++++ Texte présenté ++++

Moins d’un mois après le ‘’triomphe’’ de XI Jinping, consacré par le 26 ème Congrès du Parti, le coup est rude, porté au maître absolu de la Chine. Inflexible et surtout piégé dans sa propre ‘’idéologie sanitaire du zéro Covid’’, il est inimaginable qu’il fasse marche arrière. Aucune notion d’humanisme n’est susceptible de lui traverser l’esprit : il est le gardien de la forteresse. D’ailleurs, tout abandon précipité de la politique de confinement systématique d’énormes collectifs humains pourrait conduire à l’exposition massive au virus d’une population mal vaccinée et insuffisamment préparée à y faire face. A partir des 40.000 nouveaux cas par jour actuellement recensés, la contagion pourrait alors exploser et rapidement dépasser les possibilités du système sanitaire chinois. En même temps, poursuivre l’enfermement des gens ne mènera nulle part, à plus long terme, sinon à faire exploser la révolte. Tel est le dilemme insoluble de ‘’l’Oncle Xi’’.

* 28 novembre – Dans l’œil persan du nucléaire

Le torchon brule être l’Iran et l’Agence internationale de l’Energie atomique (AIEA). On en est même à des provocations et des représailles du côté de la République islamique. Celle-ci accélère sa course vers le nucléaire militaire. On s’en alarme à la lumière des multiples indicateurs convergents :

* Deux nouvelles usines de production d’uranium enrichi – Natanz II et Fordo – ont été mises en route avec des centrifugeuses ultra performantes ;

* Selon l’AIEA, l’Iran dispose de 386 kgs de matière fissile enrichie à 20%  et de 62 kgs, à 60%. L’engagement qu’il avait pris en 2015bspécifiait un taux limite de 3,67% ;

* La fuite en avant est ancienne. Avec la mise en service de Natanz II (ligne de production à 60 %) et la dénonciation assumée de toutes les limites par le pacte JCPOA passé en 2015 avec les six Etats mandatés par la communauté internationale (USA-Russie-Chine-France-Royaume Uni et RFA), elle a pris un tour radical depuis la reprise de contact d’avril 2021. Le retour dans les négociations des Etats Unis de Joe Biden n’a eu aucun effet positif sur l’attitude obstinée de Téhéran.

++++

> _Consigne de travail_: D'après le texte présenté, quelles sont les deux nouvelles usines de production d'uranium enrichi mises en route en Iran ?

++++ Données fournies ++++

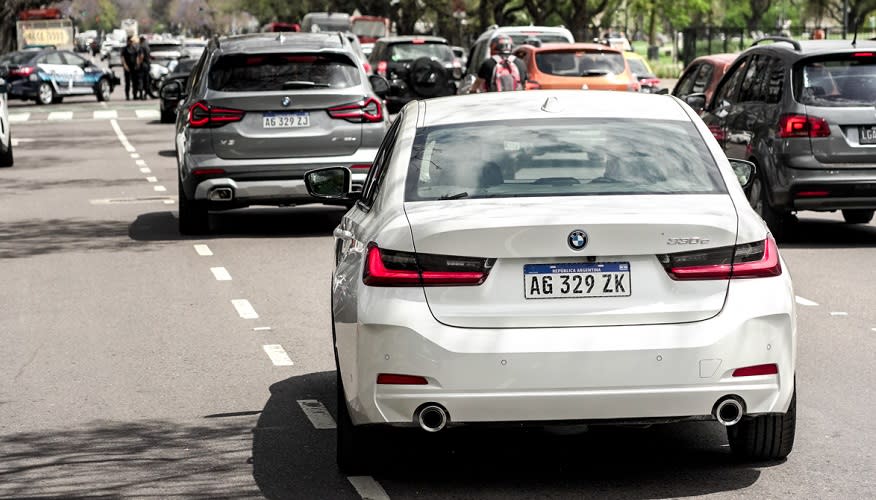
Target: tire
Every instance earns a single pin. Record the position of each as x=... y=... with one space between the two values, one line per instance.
x=45 y=94
x=103 y=90
x=764 y=437
x=858 y=216
x=193 y=215
x=778 y=221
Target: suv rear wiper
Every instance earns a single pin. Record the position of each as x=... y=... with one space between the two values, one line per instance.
x=303 y=84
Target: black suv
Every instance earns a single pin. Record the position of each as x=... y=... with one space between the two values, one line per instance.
x=417 y=67
x=803 y=112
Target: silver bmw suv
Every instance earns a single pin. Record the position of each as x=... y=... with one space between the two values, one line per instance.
x=261 y=110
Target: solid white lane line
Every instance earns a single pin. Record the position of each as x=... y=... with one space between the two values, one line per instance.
x=317 y=414
x=61 y=115
x=220 y=273
x=368 y=488
x=121 y=136
x=277 y=354
x=805 y=302
x=105 y=114
x=244 y=309
x=147 y=113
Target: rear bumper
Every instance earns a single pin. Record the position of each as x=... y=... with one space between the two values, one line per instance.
x=675 y=371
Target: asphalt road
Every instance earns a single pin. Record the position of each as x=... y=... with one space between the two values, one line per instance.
x=131 y=367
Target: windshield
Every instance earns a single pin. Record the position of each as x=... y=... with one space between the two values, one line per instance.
x=369 y=28
x=266 y=72
x=411 y=51
x=838 y=80
x=560 y=157
x=580 y=63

++++

> _Réponse rédigée_: Ce sont Natanz II et Fordo.